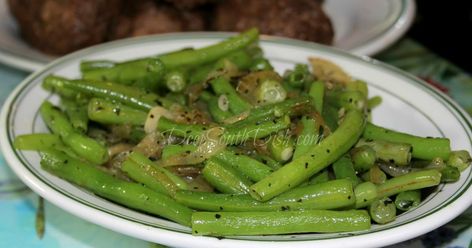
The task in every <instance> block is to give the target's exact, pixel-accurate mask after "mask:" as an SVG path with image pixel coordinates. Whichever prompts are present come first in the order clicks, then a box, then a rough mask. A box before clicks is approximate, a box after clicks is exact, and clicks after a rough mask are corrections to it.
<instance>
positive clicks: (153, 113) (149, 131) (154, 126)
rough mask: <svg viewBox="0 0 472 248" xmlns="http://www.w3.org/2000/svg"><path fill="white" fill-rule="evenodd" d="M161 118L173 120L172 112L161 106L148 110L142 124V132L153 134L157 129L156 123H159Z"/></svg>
mask: <svg viewBox="0 0 472 248" xmlns="http://www.w3.org/2000/svg"><path fill="white" fill-rule="evenodd" d="M161 116H164V117H165V118H168V119H172V118H173V115H172V112H170V111H169V110H167V109H165V108H163V107H161V106H155V107H154V108H152V109H151V110H149V113H148V116H147V118H146V122H145V123H144V131H145V132H146V133H152V132H154V131H155V130H156V128H157V123H158V122H159V119H160V118H161Z"/></svg>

—————

▶ **What you are asked to do**
Return, exactly as written, only those lines that run from the one with "rough mask: <svg" to the last line of the data, both of those lines included.

▶ **Answer section**
rough mask: <svg viewBox="0 0 472 248" xmlns="http://www.w3.org/2000/svg"><path fill="white" fill-rule="evenodd" d="M161 118L173 120L172 112L161 106L148 110L142 124V132L153 134L157 129L156 123H159Z"/></svg>
mask: <svg viewBox="0 0 472 248" xmlns="http://www.w3.org/2000/svg"><path fill="white" fill-rule="evenodd" d="M161 116H164V117H165V118H168V119H172V118H173V115H172V112H170V111H169V110H167V109H165V108H163V107H161V106H155V107H154V108H152V109H151V110H149V113H148V116H147V118H146V122H145V123H144V131H145V132H146V133H152V132H154V131H155V130H156V128H157V123H158V122H159V119H160V118H161Z"/></svg>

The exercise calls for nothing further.